%%

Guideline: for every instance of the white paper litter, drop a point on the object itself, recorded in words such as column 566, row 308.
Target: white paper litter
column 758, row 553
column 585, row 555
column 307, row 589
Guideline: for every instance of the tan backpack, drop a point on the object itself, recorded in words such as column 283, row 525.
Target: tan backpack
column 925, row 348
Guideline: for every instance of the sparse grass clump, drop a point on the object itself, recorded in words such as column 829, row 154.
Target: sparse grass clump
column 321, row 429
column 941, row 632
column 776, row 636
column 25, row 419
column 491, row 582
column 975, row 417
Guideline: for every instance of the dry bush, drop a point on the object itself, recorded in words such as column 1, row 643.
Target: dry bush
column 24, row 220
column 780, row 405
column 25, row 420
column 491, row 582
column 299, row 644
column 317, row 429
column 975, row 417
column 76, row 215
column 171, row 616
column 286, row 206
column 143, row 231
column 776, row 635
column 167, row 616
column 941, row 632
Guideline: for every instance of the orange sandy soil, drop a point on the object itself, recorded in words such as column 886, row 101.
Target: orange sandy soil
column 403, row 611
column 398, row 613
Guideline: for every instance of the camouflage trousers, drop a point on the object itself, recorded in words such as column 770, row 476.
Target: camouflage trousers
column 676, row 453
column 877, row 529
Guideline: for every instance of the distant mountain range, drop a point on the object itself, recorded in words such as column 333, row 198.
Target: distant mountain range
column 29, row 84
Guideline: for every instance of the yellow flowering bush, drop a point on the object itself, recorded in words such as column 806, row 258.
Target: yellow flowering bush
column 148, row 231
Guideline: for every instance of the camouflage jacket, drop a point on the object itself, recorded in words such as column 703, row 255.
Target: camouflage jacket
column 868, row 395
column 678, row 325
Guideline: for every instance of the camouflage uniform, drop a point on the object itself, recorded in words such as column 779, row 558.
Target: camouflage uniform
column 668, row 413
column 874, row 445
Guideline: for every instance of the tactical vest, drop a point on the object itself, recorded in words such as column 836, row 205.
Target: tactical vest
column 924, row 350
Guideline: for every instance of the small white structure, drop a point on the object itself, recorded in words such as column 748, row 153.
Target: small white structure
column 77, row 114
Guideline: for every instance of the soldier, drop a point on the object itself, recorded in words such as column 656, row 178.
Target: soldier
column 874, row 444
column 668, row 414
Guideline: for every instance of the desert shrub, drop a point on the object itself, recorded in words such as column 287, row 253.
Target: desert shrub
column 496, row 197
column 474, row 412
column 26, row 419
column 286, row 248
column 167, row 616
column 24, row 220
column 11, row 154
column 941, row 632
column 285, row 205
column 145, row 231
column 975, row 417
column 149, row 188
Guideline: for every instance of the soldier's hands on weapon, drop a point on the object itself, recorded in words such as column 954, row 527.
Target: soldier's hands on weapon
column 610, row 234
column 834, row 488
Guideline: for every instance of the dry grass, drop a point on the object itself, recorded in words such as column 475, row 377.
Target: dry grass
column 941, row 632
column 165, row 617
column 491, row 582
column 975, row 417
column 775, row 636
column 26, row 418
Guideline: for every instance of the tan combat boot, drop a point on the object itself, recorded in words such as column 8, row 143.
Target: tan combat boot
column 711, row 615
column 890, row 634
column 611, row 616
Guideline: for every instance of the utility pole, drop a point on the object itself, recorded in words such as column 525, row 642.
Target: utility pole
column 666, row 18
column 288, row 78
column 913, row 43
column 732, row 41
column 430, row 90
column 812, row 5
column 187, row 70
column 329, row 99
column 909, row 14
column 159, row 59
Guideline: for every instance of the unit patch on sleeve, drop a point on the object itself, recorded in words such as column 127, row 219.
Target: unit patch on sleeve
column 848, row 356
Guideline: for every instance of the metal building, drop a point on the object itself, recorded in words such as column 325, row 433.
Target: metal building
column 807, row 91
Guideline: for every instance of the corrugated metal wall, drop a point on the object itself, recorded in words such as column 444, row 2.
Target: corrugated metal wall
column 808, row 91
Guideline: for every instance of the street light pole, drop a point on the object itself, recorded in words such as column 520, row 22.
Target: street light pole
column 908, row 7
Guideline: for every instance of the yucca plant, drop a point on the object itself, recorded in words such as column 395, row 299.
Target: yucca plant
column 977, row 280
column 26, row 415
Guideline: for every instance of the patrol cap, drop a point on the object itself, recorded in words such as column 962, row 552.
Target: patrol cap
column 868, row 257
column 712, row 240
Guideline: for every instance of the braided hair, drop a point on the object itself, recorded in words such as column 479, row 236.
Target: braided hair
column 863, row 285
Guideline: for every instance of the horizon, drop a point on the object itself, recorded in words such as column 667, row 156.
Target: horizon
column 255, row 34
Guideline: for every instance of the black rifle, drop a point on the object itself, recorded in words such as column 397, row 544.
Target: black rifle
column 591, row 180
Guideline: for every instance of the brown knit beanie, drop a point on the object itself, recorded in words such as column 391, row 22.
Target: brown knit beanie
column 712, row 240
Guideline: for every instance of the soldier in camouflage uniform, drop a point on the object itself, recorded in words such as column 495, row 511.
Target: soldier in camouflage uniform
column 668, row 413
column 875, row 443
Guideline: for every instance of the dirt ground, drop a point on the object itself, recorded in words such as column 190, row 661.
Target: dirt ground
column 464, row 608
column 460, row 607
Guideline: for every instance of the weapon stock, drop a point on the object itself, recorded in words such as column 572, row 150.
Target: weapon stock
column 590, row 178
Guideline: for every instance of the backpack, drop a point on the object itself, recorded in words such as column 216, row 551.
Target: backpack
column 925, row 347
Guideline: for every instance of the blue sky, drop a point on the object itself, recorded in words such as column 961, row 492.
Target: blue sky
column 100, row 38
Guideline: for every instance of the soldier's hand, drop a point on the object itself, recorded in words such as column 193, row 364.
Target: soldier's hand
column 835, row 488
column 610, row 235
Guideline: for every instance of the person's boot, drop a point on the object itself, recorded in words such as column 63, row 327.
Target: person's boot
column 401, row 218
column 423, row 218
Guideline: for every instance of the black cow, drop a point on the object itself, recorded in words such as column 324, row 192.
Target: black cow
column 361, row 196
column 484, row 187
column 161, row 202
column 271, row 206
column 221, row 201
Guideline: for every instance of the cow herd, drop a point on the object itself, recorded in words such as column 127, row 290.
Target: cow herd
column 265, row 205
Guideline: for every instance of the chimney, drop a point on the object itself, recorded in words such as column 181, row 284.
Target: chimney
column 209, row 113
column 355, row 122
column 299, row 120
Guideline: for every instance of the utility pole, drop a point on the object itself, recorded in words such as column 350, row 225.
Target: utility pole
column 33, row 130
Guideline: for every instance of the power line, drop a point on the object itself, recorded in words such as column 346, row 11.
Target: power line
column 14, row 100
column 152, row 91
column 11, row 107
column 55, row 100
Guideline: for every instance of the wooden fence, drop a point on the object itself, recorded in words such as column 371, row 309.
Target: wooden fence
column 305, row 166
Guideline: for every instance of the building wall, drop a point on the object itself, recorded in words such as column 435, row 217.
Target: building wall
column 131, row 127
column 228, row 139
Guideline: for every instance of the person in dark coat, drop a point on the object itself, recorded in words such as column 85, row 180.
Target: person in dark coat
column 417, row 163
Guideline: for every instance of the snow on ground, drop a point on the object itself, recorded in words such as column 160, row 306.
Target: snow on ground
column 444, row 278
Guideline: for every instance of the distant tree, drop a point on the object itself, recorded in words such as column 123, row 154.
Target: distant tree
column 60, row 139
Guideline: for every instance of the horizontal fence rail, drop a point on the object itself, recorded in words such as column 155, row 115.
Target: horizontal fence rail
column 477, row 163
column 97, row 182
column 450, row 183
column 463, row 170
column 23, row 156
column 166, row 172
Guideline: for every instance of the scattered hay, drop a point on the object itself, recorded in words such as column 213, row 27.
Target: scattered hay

%%

**Task statement:**
Put the lines above, starting at the line containing "Guideline: for every instance of the yellow" and ending at the line containing "column 678, row 325", into a JSON list of strings with one string per line and blank lines left out.

**Output for this exercise:**
[
  "Guideline: for every instance of the yellow flowering bush, drop a point on the object itself, recorded in words such as column 806, row 258.",
  "Target: yellow flowering bush",
  "column 148, row 231",
  "Guideline: for every instance of the camouflage jacket, drop a point on the object itself, recorded in words such as column 703, row 255.",
  "Target: camouflage jacket",
  "column 868, row 395",
  "column 678, row 325"
]